begin Extracted information
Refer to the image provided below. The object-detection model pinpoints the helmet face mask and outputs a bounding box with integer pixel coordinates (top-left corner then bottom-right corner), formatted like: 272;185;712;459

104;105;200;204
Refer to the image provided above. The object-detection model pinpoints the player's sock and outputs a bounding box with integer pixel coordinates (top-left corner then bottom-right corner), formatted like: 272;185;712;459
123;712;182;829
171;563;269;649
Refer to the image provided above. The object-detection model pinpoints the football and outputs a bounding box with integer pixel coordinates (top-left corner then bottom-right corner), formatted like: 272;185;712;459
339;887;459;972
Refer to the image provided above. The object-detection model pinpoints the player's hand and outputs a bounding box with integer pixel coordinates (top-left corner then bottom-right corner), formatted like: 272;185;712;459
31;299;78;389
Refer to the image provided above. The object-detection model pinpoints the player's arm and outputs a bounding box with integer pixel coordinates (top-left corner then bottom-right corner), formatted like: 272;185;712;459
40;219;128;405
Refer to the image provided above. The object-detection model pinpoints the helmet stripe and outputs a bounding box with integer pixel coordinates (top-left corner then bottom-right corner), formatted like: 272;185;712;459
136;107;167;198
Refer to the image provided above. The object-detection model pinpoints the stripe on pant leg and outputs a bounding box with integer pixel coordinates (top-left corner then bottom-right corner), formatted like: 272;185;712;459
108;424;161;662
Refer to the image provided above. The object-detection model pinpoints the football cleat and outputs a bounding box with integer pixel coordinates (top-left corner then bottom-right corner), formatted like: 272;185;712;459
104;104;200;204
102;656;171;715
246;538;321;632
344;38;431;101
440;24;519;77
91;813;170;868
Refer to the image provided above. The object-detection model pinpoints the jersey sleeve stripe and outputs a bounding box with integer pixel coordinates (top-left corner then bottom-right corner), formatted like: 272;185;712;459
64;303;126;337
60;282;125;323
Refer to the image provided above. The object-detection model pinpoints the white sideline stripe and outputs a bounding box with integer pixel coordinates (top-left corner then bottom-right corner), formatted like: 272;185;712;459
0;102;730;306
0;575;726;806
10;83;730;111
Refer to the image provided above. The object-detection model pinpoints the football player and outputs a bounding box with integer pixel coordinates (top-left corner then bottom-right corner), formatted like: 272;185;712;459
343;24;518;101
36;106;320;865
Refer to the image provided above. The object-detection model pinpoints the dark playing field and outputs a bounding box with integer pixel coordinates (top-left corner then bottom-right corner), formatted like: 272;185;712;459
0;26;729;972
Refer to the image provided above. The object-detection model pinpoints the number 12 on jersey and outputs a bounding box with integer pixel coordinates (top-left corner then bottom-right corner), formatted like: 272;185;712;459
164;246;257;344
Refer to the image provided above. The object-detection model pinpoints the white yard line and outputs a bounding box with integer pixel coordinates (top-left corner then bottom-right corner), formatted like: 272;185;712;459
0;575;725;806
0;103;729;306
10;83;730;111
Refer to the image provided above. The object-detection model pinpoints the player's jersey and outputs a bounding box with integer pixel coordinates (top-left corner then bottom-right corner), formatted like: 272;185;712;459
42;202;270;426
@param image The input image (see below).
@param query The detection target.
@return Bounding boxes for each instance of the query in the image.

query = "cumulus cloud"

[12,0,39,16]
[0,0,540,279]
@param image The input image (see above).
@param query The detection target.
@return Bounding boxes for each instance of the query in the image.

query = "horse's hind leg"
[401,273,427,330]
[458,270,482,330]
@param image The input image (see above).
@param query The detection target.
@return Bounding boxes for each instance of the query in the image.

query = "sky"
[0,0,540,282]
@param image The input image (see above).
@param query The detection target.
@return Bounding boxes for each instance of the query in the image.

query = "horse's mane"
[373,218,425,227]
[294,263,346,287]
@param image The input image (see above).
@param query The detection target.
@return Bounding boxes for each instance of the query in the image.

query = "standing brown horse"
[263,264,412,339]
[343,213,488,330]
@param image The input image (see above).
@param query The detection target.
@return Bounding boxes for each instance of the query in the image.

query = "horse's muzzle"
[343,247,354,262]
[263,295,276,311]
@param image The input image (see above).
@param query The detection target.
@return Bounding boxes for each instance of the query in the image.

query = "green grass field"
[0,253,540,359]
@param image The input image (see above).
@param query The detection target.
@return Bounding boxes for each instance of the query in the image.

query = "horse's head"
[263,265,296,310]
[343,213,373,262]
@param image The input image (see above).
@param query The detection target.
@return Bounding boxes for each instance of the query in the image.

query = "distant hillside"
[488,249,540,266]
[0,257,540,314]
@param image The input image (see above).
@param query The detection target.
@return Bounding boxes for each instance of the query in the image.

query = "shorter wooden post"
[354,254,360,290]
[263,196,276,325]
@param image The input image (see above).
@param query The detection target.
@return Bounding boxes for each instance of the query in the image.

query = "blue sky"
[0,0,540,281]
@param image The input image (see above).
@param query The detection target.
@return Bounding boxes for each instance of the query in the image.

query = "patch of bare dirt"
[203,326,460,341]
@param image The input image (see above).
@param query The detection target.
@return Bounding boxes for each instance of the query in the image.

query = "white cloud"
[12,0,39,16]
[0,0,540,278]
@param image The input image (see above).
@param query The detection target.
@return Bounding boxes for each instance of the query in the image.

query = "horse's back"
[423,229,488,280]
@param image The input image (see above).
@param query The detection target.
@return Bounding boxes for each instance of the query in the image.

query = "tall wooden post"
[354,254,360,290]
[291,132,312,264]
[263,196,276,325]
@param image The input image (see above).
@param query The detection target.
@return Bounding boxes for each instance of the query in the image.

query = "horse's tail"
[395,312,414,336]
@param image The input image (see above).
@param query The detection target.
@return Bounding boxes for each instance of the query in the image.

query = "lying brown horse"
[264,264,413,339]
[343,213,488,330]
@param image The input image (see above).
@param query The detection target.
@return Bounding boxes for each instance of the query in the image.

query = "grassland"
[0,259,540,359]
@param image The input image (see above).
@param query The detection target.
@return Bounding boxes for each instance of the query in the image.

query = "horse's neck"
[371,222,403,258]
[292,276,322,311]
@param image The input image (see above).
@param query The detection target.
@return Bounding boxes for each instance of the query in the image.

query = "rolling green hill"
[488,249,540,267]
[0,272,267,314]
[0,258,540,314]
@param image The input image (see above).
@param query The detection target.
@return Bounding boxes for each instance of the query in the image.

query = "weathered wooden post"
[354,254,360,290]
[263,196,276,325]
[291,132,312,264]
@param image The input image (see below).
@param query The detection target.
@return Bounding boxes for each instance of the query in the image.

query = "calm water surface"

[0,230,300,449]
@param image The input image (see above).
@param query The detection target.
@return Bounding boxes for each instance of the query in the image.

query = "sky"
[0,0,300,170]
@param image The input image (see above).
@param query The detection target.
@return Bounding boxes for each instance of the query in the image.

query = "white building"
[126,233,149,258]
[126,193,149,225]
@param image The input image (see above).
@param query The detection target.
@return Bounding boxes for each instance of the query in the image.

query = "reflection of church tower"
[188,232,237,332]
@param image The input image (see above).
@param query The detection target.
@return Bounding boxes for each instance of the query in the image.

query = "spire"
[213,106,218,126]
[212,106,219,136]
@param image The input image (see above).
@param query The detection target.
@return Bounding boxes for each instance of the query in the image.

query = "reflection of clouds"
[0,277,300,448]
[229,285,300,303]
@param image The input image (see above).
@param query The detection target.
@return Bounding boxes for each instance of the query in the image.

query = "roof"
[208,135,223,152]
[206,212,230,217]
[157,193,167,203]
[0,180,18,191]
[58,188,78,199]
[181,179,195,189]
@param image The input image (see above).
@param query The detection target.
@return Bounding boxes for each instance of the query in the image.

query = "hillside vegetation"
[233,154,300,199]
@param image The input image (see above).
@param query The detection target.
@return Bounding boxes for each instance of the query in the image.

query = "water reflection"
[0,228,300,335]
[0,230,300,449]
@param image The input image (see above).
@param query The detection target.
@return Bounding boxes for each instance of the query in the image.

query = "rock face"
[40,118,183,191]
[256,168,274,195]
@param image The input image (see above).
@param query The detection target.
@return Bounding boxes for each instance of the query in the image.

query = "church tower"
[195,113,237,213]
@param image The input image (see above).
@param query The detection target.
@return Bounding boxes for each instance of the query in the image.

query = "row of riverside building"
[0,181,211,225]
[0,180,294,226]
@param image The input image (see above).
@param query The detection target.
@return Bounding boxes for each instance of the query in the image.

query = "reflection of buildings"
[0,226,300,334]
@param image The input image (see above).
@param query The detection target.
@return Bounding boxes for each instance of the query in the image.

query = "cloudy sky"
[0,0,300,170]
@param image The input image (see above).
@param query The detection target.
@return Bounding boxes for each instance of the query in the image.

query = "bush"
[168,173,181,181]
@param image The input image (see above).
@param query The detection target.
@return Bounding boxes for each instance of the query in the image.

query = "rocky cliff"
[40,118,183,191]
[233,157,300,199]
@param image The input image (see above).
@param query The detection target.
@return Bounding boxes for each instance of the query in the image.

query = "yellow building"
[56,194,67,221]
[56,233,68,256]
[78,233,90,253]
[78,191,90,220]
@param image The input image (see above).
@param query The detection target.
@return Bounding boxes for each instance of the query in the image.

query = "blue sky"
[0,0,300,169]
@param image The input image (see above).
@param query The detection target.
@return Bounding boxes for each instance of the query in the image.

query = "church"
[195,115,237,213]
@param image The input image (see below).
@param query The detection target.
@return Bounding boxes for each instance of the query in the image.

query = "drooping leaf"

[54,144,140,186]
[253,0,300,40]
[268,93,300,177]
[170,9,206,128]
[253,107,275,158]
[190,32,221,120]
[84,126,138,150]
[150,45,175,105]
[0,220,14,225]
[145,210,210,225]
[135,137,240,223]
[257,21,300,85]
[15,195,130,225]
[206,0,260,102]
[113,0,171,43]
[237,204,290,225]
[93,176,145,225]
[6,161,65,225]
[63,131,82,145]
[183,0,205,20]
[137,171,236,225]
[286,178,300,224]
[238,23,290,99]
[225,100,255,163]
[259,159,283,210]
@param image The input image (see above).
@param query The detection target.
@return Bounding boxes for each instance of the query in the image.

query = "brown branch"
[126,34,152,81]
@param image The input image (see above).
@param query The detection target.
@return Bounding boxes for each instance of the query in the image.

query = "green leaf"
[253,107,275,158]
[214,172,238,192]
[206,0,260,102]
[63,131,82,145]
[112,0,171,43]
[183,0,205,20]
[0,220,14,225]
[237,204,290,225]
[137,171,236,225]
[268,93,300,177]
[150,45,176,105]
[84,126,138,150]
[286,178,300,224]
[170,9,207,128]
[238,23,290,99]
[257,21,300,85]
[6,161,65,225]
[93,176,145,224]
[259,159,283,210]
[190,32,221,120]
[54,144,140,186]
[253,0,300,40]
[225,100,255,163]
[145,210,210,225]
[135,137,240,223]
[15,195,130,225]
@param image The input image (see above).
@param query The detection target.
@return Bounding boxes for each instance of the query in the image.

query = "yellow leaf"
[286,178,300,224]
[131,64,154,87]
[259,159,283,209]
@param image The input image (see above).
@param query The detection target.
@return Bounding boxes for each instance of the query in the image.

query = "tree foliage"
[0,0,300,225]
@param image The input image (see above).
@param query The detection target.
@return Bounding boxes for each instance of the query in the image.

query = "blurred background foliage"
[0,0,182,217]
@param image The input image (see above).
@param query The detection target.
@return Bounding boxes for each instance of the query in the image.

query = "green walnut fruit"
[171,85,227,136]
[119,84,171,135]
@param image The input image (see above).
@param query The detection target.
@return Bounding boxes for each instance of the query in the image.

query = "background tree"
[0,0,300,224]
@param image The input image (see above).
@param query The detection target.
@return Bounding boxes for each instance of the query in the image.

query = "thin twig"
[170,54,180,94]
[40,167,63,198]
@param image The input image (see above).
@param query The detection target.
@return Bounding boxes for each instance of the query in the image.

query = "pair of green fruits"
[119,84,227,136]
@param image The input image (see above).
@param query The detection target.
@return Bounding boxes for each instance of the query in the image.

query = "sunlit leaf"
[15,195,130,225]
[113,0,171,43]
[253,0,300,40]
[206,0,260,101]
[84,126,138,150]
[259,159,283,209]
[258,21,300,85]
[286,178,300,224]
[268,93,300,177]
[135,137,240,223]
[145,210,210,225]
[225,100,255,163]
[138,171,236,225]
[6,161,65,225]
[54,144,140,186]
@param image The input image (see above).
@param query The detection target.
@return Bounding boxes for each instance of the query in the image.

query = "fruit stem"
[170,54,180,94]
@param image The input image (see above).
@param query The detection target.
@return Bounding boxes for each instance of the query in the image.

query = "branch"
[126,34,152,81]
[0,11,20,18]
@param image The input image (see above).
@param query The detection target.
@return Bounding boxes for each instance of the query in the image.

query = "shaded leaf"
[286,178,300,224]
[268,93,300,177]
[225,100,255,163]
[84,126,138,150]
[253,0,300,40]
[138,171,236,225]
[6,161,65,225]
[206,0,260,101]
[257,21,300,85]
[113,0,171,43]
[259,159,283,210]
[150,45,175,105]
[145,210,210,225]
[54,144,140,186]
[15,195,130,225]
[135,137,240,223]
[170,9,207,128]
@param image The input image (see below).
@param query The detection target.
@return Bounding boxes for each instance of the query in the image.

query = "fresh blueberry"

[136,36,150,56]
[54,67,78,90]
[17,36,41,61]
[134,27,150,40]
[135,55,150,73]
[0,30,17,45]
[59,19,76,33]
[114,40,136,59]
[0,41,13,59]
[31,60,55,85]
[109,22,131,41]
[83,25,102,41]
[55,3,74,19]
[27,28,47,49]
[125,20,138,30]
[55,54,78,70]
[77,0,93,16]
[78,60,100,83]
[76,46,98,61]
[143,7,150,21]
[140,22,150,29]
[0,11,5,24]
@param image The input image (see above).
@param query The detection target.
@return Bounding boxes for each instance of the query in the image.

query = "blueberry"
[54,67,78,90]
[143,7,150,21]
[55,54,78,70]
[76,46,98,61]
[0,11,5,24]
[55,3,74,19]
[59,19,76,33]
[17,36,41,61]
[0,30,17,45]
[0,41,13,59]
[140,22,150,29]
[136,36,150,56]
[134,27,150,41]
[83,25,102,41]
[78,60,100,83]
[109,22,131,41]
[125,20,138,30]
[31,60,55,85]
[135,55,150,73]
end Extracted information
Reproduce the stretch from the start of the records through the line containing "91;813;170;868", requests included, scaling every bounding-box coordinate in the answers by 0.5 and rounding to whole numbers, with halves rounded up. Leave the numbers in the requests and in their format samples unchanged.

Refer to the image provided below. The object-detection model pinpoints the helmet face mask and outputs a bounding box with integer pixel coordinates (top-left corner then bottom-right corner), formatted like: 272;185;712;459

52;53;100;102
Refer to the image provided above. The object-detection model pinpoints the player's sock and outputs a bounding box with integer pixel coordinates (top-left corner then bottom-right corner), formatted like: 272;185;712;459
62;356;91;415
86;282;135;325
Refer to the image provided above. The object-detection model pinpoints the football and outputs a bounding box with integer pixel coordinates (top-left corner then bottom-right corner), formatted like: 272;185;712;459
170;444;230;486
Refer to the image provided above. The object-detection model pinpoints the player's hand and outputs a bounding box with integer pixel coordinates (top-left corner then bottom-right corner), formatted like: 272;185;712;459
16;150;39;195
Refer to the image provided above. The object-detection model pinpoints the player's arm and outputs a bounding box with integer pixel coordinates (top-left corner then bottom-right corner), formatted like: 272;185;712;459
20;110;64;203
Refer to the image provided above. The object-detection model pinpoints the helmet stripe and outputs a bounding box with integer pixel coordinates (top-left corner then bottom-right corner), formatted like: 272;185;712;459
68;54;84;99
Refer to the image provided above. The object-detection model pinpoints the stripe on pant leg and outputs a bounding box with integer pixel coordinates (top-left corner then bottom-right corner), formatted like: 272;185;712;459
54;212;81;331
Refer to the image provided above. The object-detection model pinpoints the football cleat and outputs a bounding box with integer pixel coordinates (top-left corner then bottom-right corner), formatted like: 272;185;712;459
52;52;100;102
51;328;86;358
123;269;161;316
172;19;216;51
220;12;260;39
46;407;85;434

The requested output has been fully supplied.